The Index ranks skills in demand by Elance clients. Graphic Design comes in at number one followed by PHP, MySQL, Adobe Flash and HTML. Among the biggest gainers are Google Website Optimizer, ranked 31 and up 28 percent. Also up, RSS (ranked 76), Adobe Flex (ranked 59), Linux (ranked 58) skills up 19, 30 and 18 percent respectively.

On the downside, both XML and search engine marketing dropped 17 percent. Demand for Twitter skills (ranked 71) dropped 25 percent. Facebook, ranked 63, saw only a one percent drop.

Elance CEO Fabio Rosati said he isn't surprised by the jump in demand for Google Website Optimizer skills.

"As companies reigned in their online advertising, they are now coming back and looking to do it more efficiently so those skills are coming back," Rosati told InternetNews.com. "The market is starting to reopen and money is coming back for advertising."

Rosati says IT and marketing managers are the two biggest users of Elance. With over 60,000 companies in its network and over 157,000 jobs filled in the past year, the company thought it could surface some interesting data on trends. In February, Elance released its first Top 100 Online Work Index and has been compiling monthly figures since then.

"We think it's a market leading indicator of where the demand is in emerging technology," said Brad Porteus, chief marketing officer at Elance.

'Damn it, I need Twitter integration'

On the drop in Twitter skills demand Porteus notes it also dropped 25 spots to land at 71 after "coming out of nowhere" a few months back into the top 50.

============

Stated goal A> Write out the entire Elance skills passage word for word.
The Elance skills passage and the entries are unrelated.

============

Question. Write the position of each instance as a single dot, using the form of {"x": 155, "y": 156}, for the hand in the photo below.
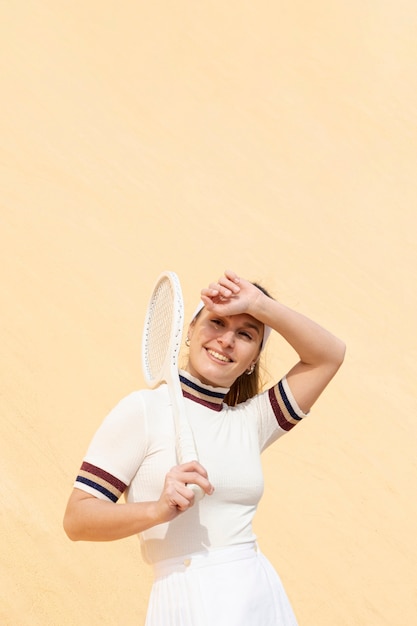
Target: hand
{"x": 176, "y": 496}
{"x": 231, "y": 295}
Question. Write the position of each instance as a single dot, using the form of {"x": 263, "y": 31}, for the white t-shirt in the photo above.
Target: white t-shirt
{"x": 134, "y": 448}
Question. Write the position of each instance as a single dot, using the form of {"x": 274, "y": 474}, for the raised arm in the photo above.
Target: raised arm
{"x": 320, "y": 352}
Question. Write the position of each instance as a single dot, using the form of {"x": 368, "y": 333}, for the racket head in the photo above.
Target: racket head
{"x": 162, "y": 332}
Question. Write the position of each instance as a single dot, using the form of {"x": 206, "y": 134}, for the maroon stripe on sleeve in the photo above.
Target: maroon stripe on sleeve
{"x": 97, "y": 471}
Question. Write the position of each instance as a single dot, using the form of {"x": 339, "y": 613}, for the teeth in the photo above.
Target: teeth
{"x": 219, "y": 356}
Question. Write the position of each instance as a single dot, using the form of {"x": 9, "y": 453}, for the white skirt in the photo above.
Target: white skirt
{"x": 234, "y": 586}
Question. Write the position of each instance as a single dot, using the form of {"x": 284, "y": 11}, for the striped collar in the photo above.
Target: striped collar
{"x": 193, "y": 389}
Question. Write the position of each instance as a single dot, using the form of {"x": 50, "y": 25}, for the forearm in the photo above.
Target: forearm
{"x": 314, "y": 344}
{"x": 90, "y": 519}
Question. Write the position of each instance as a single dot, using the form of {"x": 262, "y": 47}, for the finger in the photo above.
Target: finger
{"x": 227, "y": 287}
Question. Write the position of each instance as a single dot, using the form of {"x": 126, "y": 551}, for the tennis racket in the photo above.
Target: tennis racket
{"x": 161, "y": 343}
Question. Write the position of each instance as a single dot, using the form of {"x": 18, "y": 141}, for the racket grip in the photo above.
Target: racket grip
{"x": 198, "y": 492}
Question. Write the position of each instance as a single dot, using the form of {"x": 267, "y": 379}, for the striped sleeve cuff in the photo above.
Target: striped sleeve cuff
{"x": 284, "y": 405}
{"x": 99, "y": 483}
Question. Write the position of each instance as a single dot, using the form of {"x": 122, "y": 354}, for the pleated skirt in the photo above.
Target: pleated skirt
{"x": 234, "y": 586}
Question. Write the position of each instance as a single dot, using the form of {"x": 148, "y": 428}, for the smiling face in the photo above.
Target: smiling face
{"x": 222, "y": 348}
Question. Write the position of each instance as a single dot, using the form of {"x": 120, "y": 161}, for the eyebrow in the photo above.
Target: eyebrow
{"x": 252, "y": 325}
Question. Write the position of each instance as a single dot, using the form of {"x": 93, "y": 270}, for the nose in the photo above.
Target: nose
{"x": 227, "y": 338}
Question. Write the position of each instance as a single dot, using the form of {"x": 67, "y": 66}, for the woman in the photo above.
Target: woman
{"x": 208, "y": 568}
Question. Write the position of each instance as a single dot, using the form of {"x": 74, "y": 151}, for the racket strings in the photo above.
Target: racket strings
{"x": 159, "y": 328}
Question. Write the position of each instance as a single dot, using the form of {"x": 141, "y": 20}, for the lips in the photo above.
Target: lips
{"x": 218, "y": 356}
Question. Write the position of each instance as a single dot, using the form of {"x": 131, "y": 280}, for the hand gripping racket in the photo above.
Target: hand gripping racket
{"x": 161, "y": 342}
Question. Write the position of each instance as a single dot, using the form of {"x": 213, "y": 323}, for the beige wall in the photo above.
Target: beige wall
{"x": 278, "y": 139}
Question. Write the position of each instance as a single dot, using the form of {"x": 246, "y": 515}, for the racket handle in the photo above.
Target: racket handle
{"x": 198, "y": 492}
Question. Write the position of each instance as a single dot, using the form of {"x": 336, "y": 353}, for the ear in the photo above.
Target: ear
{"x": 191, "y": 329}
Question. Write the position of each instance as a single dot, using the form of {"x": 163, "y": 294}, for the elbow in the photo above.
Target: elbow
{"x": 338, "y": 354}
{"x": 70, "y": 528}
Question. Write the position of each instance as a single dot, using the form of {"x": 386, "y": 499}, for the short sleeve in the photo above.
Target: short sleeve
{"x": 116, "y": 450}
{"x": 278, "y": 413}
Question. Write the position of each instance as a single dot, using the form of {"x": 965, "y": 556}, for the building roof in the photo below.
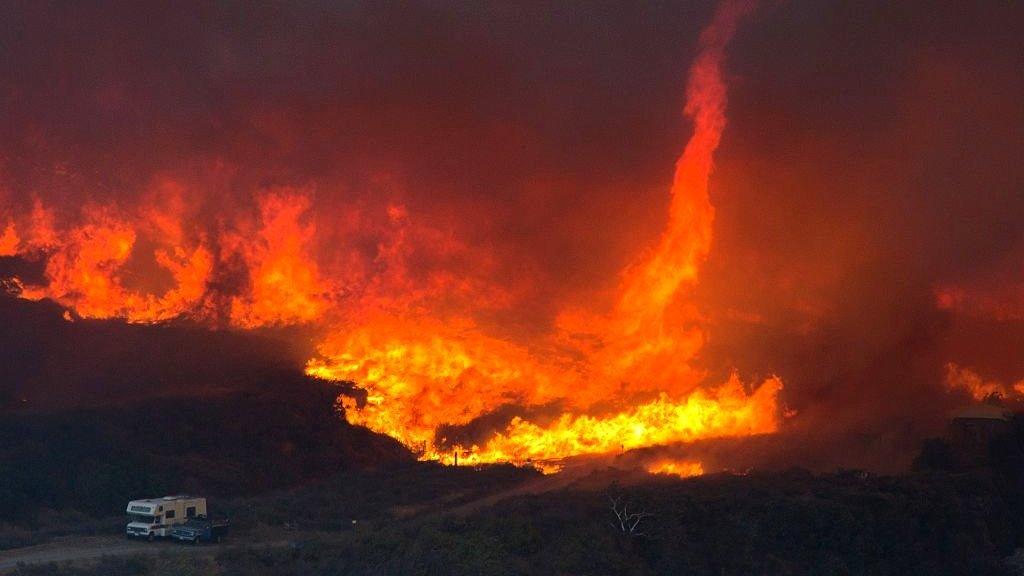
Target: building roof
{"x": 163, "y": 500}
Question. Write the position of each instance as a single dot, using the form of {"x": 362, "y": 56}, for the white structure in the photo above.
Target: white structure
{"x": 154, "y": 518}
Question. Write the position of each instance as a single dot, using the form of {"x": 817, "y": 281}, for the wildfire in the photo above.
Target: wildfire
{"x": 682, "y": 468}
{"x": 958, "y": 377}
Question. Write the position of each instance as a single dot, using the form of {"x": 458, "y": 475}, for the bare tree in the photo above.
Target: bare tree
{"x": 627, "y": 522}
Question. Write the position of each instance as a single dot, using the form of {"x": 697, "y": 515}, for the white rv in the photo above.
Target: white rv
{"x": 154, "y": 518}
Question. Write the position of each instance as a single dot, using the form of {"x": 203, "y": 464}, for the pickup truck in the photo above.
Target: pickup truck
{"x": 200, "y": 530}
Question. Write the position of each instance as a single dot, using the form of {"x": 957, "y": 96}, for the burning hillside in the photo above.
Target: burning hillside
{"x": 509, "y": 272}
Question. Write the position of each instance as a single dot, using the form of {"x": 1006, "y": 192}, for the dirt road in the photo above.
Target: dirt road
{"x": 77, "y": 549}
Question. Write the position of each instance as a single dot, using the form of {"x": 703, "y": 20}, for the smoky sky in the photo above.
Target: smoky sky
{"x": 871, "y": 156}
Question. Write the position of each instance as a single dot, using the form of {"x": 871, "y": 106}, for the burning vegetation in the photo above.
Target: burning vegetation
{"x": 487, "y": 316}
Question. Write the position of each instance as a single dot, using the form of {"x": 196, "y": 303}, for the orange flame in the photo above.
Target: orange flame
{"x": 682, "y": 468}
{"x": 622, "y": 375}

============

Stated goal B> Pull out every line of the entries that contains the string "strings". Case matters.

Full output A>
The Index ranks skills in demand by Elance clients. Graphic Design comes in at number one followed by PHP, MySQL, Adobe Flash and HTML. Among the biggest gainers are Google Website Optimizer, ranked 31 and up 28 percent. Also up, RSS (ranked 76), Adobe Flex (ranked 59), Linux (ranked 58) skills up 19, 30 and 18 percent respectively.

On the downside, both XML and search engine marketing dropped 17 percent. Demand for Twitter skills (ranked 71) dropped 25 percent. Facebook, ranked 63, saw only a one percent drop.

Elance CEO Fabio Rosati said he isn't surprised by the jump in demand for Google Website Optimizer skills.

"As companies reigned in their online advertising, they are now coming back and looking to do it more efficiently so those skills are coming back," Rosati told InternetNews.com. "The market is starting to reopen and money is coming back for advertising."

Rosati says IT and marketing managers are the two biggest users of Elance. With over 60,000 companies in its network and over 157,000 jobs filled in the past year, the company thought it could surface some interesting data on trends. In February, Elance released its first Top 100 Online Work Index and has been compiling monthly figures since then.

"We think it's a market leading indicator of where the demand is in emerging technology," said Brad Porteus, chief marketing officer at Elance.

'Damn it, I need Twitter integration'

On the drop in Twitter skills demand Porteus notes it also dropped 25 spots to land at 71 after "coming out of nowhere" a few months back into the top 50.

Full output B>
Question. Write the position of each instance as a single dot, using the form of {"x": 74, "y": 151}, for the racket strings in the photo above.
Target: racket strings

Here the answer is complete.